── SOURCE DATA ──

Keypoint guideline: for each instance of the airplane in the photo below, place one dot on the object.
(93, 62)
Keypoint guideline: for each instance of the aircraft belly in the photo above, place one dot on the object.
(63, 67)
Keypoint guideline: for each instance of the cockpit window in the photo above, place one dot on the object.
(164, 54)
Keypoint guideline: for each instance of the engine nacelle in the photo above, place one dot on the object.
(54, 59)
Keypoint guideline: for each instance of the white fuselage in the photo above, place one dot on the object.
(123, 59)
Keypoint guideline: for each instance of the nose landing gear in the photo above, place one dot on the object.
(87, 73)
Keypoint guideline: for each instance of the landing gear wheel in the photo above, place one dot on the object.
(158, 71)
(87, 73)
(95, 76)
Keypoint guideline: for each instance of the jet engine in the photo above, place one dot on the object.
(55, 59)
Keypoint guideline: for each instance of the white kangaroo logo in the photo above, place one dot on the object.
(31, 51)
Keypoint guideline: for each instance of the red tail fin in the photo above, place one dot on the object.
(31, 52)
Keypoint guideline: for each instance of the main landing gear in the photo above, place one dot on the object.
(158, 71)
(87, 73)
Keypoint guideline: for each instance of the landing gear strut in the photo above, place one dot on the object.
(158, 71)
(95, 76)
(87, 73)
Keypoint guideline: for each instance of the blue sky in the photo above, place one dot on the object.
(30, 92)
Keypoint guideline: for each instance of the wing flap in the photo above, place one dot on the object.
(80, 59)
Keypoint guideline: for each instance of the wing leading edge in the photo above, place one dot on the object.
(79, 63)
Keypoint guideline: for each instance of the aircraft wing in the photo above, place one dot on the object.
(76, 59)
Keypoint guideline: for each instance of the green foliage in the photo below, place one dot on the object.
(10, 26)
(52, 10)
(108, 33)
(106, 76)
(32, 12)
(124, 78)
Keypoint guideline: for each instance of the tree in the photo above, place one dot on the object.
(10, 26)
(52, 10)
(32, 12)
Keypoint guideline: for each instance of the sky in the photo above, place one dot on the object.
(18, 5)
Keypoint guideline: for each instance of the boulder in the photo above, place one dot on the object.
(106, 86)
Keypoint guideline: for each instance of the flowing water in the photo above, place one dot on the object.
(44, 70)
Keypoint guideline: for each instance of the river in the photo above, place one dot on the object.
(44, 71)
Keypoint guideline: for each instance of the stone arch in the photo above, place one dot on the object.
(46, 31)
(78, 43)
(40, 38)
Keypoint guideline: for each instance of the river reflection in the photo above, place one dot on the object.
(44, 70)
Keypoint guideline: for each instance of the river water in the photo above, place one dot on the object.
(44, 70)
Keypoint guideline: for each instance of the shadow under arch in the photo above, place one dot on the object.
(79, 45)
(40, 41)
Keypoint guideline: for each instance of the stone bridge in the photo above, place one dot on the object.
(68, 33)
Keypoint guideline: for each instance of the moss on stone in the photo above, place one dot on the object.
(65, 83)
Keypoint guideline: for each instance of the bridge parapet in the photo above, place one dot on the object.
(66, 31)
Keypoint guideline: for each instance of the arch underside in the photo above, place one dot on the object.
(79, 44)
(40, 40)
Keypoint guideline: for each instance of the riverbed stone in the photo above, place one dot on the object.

───

▸ YOUR INSTRUCTIONS:
Write down every line of the data exactly as it appears above.

▸ RESULT FOR THIS TASK:
Keypoint guideline: for each instance of the airplane in the photo below, place one dot on the object.
(93, 62)
Keypoint guideline: for each instance of the aircraft belly in the photo above, place one dot on the object.
(63, 67)
Keypoint guideline: for each instance of the cockpit window in the photo above, place one dot on the object.
(164, 54)
Keypoint guideline: for each instance of the engine nacelle in the photo above, place one dot on the object.
(54, 59)
Keypoint guideline: for each instance of the white fuselage in the photo above, place one dot on the object.
(123, 59)
Keypoint guideline: for each instance of the nose landing gear in the photo above, place one dot on the object.
(87, 73)
Keypoint guideline: for each instance of the landing gear wheel in the photo above, place one dot on the object.
(158, 71)
(87, 73)
(95, 76)
Keypoint guideline: for each instance of the jet engine in the photo above, place one dot on the object.
(55, 59)
Keypoint guideline: for each instance of the white kangaroo logo in the photo above, place one dot on the object.
(31, 51)
Keypoint guideline: for each instance of the red tail fin in the photo above, place one dot on the object.
(31, 52)
Keypoint guideline: for each instance of the main landing gear in the photo above, place one dot on the object.
(158, 71)
(87, 73)
Keypoint guideline: for each instance of the landing gear strut in the photo above, place one dot on the object.
(158, 71)
(95, 76)
(87, 73)
Keypoint guideline: for each instance of the blue sky in the photo above, place one dot on the object.
(30, 92)
Keypoint guideline: for each instance of the wing flap in the photo above, place one dot on the object.
(80, 59)
Keypoint guideline: for each instance of the wing leading edge in the photo above, place one dot on the object.
(79, 63)
Keypoint guideline: for each instance of the aircraft wing in the photo above, place one dot on the object.
(76, 59)
Keypoint guideline: for each instance of the green foliage in the photo below, place one dot on the object.
(10, 26)
(52, 10)
(108, 33)
(106, 76)
(32, 12)
(124, 78)
Keypoint guideline: for each instance of the tree in the photo above, place one dot on the object.
(10, 26)
(52, 10)
(32, 12)
Keypoint guideline: for each instance of the sky in the photo above, place one dot on the object.
(18, 5)
Keypoint guideline: for each instance of the boulder in the photo above, place one dot on the object.
(106, 86)
Keypoint guideline: for each instance of the flowing water in the photo above, place one dot on the object.
(44, 70)
Keypoint guideline: for each instance of the river in the photo above, place one dot on the object.
(44, 71)
Keypoint guideline: for each instance of the stone arch in the photo above, place one dot on the object.
(46, 31)
(78, 43)
(40, 38)
Keypoint guideline: for each instance of the river reflection in the photo above, place one dot on the object.
(44, 70)
Keypoint guideline: for each instance of the river water in the photo above, place one dot on the object.
(44, 70)
Keypoint guideline: for each instance of the shadow under arch in the photo above, place one dot on the object.
(79, 45)
(40, 41)
Keypoint guideline: for each instance of the stone bridge in the photo above, place one dot on the object.
(68, 33)
Keypoint guideline: for each instance of the moss on stone in the photo above, place one dot on the object.
(65, 83)
Keypoint guideline: for each instance of the bridge parapet in the photo above, place one dot on the object.
(66, 31)
Keypoint guideline: for each instance of the arch underside in the photo above, place one dot on the object.
(79, 44)
(40, 40)
Keypoint guideline: for each instance of the riverbed stone in the photo above, place one dot on the object.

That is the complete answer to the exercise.